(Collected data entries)
● ● ● ● ●
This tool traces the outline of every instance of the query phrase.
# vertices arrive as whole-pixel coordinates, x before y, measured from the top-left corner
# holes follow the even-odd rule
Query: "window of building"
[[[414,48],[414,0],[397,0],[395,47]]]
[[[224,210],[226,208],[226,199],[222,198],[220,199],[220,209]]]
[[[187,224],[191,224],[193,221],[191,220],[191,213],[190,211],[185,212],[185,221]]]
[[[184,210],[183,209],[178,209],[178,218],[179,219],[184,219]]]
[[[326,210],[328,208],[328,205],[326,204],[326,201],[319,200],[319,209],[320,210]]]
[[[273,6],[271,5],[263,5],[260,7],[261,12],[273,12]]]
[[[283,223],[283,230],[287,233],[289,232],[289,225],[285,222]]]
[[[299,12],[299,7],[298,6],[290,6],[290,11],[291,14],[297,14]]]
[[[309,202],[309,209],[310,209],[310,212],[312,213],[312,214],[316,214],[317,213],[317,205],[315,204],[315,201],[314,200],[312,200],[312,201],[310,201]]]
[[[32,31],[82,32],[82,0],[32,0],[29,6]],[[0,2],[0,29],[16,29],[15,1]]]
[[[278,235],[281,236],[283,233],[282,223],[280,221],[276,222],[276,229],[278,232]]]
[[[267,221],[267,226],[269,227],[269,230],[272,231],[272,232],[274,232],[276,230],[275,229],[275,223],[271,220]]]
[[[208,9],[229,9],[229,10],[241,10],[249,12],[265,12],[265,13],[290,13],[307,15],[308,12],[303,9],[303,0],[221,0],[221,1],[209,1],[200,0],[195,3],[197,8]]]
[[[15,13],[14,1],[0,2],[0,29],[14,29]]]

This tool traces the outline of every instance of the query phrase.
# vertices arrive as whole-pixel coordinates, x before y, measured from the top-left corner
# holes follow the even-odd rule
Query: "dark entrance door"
● ● ● ● ●
Your objective
Reproduce each line above exactly.

Exercise answer
This tool traces the outline of every instance of the query phrase.
# vertices arrive as whole-pixel coordinates, x before y, measured from the top-left corner
# holes follow the even-odd rule
Query: "window of building"
[[[414,48],[414,0],[397,0],[395,47]]]
[[[224,210],[226,208],[226,199],[222,198],[220,199],[220,209]]]
[[[187,224],[191,224],[193,221],[191,220],[191,213],[190,211],[185,212],[185,221]]]
[[[184,210],[183,209],[178,209],[178,218],[179,219],[184,219]]]
[[[326,210],[328,208],[328,205],[326,204],[326,201],[319,200],[319,209],[320,210]]]
[[[273,6],[271,5],[263,5],[260,7],[261,12],[273,12]]]
[[[283,223],[283,230],[287,233],[289,232],[289,225],[285,222]]]
[[[299,12],[299,7],[298,6],[290,6],[290,11],[291,14],[297,14]]]
[[[309,202],[309,209],[310,209],[310,212],[312,213],[312,214],[316,214],[317,213],[317,205],[315,204],[315,201],[314,200],[312,200],[312,201],[310,201]]]
[[[32,31],[82,32],[82,0],[32,0],[29,6]],[[0,2],[0,29],[16,29],[15,1]]]
[[[278,235],[281,236],[283,233],[282,223],[280,221],[276,222],[276,229],[278,232]]]
[[[267,221],[267,226],[269,227],[269,230],[272,231],[272,232],[274,232],[276,230],[275,229],[275,223],[271,220]]]
[[[208,9],[229,9],[229,10],[241,10],[249,12],[265,12],[265,13],[290,13],[307,15],[308,12],[303,9],[303,0],[221,0],[221,1],[209,1],[200,0],[195,3],[197,8]]]
[[[15,13],[14,1],[0,2],[0,29],[14,29]]]

This tool traces the outline of every instance of the query phrase.
# vertices arrive as whole-pixel coordinates, x before y, measured from the top-left corner
# holes follow the even-odd rule
Query: "dark entrance door"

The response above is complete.